[WORK TASK]
Set down the listing again, word for word.

-- Opening Marker --

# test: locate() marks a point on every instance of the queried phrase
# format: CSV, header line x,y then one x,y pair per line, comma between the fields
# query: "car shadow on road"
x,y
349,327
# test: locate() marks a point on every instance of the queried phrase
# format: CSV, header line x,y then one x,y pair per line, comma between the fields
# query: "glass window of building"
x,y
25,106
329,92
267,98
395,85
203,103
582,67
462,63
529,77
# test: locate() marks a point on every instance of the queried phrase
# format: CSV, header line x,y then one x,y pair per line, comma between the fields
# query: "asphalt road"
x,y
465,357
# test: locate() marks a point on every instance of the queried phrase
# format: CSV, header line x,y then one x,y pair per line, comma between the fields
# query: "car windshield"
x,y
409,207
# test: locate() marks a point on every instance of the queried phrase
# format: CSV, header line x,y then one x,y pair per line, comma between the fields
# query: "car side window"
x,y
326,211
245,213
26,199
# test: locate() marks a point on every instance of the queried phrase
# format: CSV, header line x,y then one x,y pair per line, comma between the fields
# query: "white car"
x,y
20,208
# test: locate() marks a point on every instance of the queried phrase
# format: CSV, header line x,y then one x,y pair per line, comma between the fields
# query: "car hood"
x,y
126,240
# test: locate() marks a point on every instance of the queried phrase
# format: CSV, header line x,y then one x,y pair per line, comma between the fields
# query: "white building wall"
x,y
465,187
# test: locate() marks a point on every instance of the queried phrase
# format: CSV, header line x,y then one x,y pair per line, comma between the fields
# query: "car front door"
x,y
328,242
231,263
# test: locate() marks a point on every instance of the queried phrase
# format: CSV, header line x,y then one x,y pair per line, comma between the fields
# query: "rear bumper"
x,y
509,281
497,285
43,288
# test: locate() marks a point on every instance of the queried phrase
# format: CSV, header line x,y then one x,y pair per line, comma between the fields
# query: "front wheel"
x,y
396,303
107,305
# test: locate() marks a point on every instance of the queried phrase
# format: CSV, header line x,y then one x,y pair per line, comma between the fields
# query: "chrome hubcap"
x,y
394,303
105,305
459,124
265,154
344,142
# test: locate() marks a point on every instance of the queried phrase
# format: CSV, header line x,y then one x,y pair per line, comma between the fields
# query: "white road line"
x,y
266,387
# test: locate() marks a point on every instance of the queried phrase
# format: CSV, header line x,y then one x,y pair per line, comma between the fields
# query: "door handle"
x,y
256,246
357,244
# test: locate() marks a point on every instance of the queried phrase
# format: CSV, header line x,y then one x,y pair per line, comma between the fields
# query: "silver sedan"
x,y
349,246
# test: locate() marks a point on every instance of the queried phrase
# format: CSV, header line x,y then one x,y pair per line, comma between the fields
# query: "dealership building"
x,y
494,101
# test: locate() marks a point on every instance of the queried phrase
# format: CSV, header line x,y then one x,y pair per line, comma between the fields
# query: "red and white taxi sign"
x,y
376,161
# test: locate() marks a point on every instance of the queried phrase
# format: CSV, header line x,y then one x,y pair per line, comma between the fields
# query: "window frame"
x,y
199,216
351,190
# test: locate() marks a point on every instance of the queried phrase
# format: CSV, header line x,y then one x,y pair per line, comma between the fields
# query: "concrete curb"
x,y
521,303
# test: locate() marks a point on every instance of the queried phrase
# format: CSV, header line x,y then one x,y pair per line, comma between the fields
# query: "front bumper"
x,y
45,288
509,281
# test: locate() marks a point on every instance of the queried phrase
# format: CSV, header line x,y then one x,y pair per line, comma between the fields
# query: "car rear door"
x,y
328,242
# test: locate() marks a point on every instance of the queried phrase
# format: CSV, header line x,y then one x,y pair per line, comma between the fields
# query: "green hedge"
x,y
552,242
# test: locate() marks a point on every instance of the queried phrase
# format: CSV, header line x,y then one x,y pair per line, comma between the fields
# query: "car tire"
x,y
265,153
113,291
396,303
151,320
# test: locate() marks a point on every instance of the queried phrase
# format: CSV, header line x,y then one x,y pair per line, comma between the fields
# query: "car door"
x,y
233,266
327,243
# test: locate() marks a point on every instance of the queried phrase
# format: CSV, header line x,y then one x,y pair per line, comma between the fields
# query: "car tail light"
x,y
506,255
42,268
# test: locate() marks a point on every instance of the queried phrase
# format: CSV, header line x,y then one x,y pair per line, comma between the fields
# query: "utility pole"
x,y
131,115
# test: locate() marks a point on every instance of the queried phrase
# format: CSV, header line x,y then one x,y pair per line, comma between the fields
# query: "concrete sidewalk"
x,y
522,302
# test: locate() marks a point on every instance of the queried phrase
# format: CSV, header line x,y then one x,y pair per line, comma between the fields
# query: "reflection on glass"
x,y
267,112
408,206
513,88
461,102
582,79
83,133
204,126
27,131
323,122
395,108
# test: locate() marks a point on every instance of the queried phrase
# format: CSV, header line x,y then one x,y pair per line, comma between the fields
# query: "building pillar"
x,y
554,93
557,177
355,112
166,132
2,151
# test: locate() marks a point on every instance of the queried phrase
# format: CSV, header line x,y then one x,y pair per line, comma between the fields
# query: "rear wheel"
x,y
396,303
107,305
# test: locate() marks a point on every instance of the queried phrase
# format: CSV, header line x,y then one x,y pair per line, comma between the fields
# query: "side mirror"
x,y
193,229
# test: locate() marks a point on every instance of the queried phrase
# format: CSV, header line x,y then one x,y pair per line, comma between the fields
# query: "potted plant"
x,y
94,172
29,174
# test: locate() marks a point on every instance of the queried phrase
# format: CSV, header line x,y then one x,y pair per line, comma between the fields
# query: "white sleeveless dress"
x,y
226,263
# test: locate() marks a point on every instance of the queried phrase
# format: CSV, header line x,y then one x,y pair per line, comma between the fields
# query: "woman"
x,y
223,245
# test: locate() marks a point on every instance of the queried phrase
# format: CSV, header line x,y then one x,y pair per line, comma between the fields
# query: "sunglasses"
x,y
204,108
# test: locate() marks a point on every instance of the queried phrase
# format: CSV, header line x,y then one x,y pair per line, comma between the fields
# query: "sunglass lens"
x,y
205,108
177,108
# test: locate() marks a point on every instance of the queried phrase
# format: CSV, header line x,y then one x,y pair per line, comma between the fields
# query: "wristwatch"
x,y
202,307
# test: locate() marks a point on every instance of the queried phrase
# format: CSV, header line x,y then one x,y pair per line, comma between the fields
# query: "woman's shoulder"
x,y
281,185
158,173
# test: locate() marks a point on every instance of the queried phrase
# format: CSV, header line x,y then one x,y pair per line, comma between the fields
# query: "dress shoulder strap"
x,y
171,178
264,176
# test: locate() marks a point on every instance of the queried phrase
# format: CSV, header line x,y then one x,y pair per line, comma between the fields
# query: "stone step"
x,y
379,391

-- Closing Marker --

[RESULT OF THIS TASK]
# test: locate() marks a point on every instance of the queried phrase
# format: CSV, header line x,y then one x,y pair per line, comma between the fields
# query: "car shadow on road"
x,y
349,327
# test: locate() marks a point on every instance of the queried phrase
# format: CSV, header line x,y then one x,y pair per line, comma between the fields
# query: "glass window of building"
x,y
25,106
329,92
267,98
395,85
203,103
582,67
462,63
529,77
# test: locate() marks a point on every instance of the queried phrase
# format: CSV, header line x,y then one x,y pair per line, comma between the fields
# query: "asphalt road"
x,y
465,357
# test: locate() marks a point on every instance of the queried phrase
# format: CSV, header line x,y then one x,y pair per line, comma between the fields
# query: "car windshield"
x,y
409,207
# test: locate() marks a point on every instance of the queried phrase
# format: CSV, header line x,y then one x,y pair per line, comma between the fields
# query: "car side window"
x,y
326,211
245,213
26,199
# test: locate() marks a point on every instance of the queried phrase
# format: CSV, header line x,y then one x,y pair per line, comma between the fields
# query: "white car"
x,y
20,208
# test: locate() marks a point on every instance of the queried phrase
# format: CSV, header line x,y then one x,y pair per line, comma between the fields
# query: "car hood"
x,y
126,240
# test: locate() marks a point on every instance of the queried phrase
# format: CSV, header line x,y then one x,y pair per line, comma between the fields
# query: "white building wall"
x,y
465,187
# test: locate() marks a point on every instance of the queried phrase
# format: CSV, header line x,y then one x,y pair per line, comma between the fields
# query: "car front door"
x,y
328,242
231,263
# test: locate() marks a point on every instance of the queried phrase
# format: CSV, header line x,y then one x,y pair per line, comma between the fields
# query: "rear bumper"
x,y
509,281
497,285
43,288
# test: locate() marks a point on every instance of the queried phrase
# format: CSV, header line x,y then one x,y pair per line, comma between the fields
# query: "front wheel"
x,y
396,303
107,305
# test: locate() marks a point on every instance of the queried phrase
# format: CSV, header line x,y then one x,y pair per line, comma between the fields
# query: "chrome hubcap"
x,y
394,303
105,305
459,124
265,154
344,142
# test: locate() marks a point on every instance of the queried phrase
# format: CSV, header line x,y then one x,y pair per line, comma between the fields
# query: "white road line"
x,y
266,387
# test: locate() marks a point on every instance of the queried phrase
# format: CSV, header line x,y then one x,y pair per line, comma between the fields
# query: "door handle"
x,y
256,246
357,244
# test: locate() marks a point on every instance of the queried phrase
# format: CSV, header line x,y then one x,y pair per line, comma between the fields
# query: "silver sedan"
x,y
349,246
# test: locate() marks a point on every instance of the queried phrase
# format: CSV, header line x,y then one x,y pair per line, comma between the fields
# query: "dealership building"
x,y
494,101
# test: locate() marks a point on every instance of the queried phrase
# format: CSV, header line x,y then one x,y pair per line, comma between the fields
# query: "red and white taxi sign"
x,y
376,161
# test: locate() marks a point on every instance of the queried phrase
# format: CSV, header line x,y then one x,y pair per line, comma between the fields
# query: "window frame"
x,y
199,216
351,190
# test: locate() marks a point on every instance of the queried phrase
# format: CSV, header line x,y then one x,y pair per line, comma between the fields
# query: "concrete curb"
x,y
521,303
# test: locate() marks a point on every instance of the queried phrase
# format: CSV, header line x,y then one x,y pair per line, comma between the fields
# query: "front bumper"
x,y
45,288
509,281
# test: locate() marks a point on every instance of the queried phrase
# format: CSV, header line x,y then one x,y pair per line, comma between the fields
# query: "car rear door"
x,y
328,242
# test: locate() marks a point on every instance of the queried phrase
# format: CSV, header line x,y then one x,y pair per line, comma between the fields
# query: "green hedge"
x,y
552,242
# test: locate() marks a point on every instance of the queried phrase
# format: CSV, header line x,y then one x,y pair per line, comma between the fields
# query: "car tire"
x,y
265,153
113,291
396,303
151,320
# test: locate() marks a point on every instance of the queried phrase
# format: CSV, header line x,y then one x,y pair per line, comma between the fields
# query: "car door"
x,y
233,266
327,243
# test: locate() marks a point on every instance of the queried phrase
# format: CSV, header line x,y then one x,y pair per line, comma between the fields
# query: "car tail light"
x,y
506,255
42,268
# test: locate() marks a point on every instance of the queried phrase
# format: CSV, header line x,y then one x,y pair per line, comma between the fields
# query: "utility pole"
x,y
131,115
# test: locate() marks a point on every instance of the queried phrase
# format: CSV, header line x,y then one x,y pair per line, comma between the fields
# query: "concrete sidewalk"
x,y
522,302
# test: locate() marks a point on every instance of the queried phrase
# format: CSV, header line x,y then one x,y pair per line, comma between the fields
# query: "reflection on glass"
x,y
267,112
408,206
513,88
461,102
582,79
83,133
204,126
27,131
323,122
395,108
# test: locate() marks a point on every instance of the queried phrase
# format: CSV, header line x,y then one x,y pair per line, comma between the fields
# query: "building pillar"
x,y
554,93
557,177
355,112
166,132
2,151
# test: locate() marks a point on every instance of the queried phrase
# format: CSV, header line x,y then one x,y pair per line, comma between the fields
# query: "rear wheel"
x,y
396,303
107,305
# test: locate() marks a point on every instance of the queried phrase
# format: CSV, header line x,y then one x,y pair per line, comma between the fields
# query: "side mirror"
x,y
193,229
# test: locate() marks a point on every instance of the queried phrase
# format: CSV, header line x,y then one x,y pair per line, comma between the fields
# query: "potted plant"
x,y
94,172
29,174
# test: locate() marks a point on every instance of the queried phrase
# format: CSV, header line x,y then one x,y pair per line, comma between the fields
# query: "white sleeveless dress"
x,y
226,263
# test: locate() marks a point on every instance of the queried phrase
# format: CSV, header line x,y then one x,y pair per line, comma between the fields
# query: "woman"
x,y
223,245
# test: locate() marks a point on every instance of the queried phrase
# format: CSV, header line x,y then one x,y pair per line, comma between the fields
# query: "sunglasses"
x,y
204,108
# test: locate() marks a point on every instance of the queried phrase
# format: CSV, header line x,y then one x,y pair per line, comma between the fields
# query: "sunglass lens"
x,y
205,108
177,108
# test: locate() marks a point on every instance of the queried phrase
# format: CSV, header line x,y then one x,y pair per line, comma between the fields
# query: "wristwatch"
x,y
202,307
# test: locate() marks a point on every instance of the queried phrase
# format: CSV, header line x,y then one x,y pair per line, comma between the fields
# query: "woman's shoulder"
x,y
281,185
158,173
# test: locate() marks a point on every instance of the queried phrase
# format: CSV, header line x,y then one x,y pair per line, comma between the fields
# query: "dress shoulder strap"
x,y
171,178
264,176
# test: locate() marks a point on every instance of the queried phrase
# format: CSV, header line x,y then one x,y pair per line, comma between the fields
# query: "stone step"
x,y
379,391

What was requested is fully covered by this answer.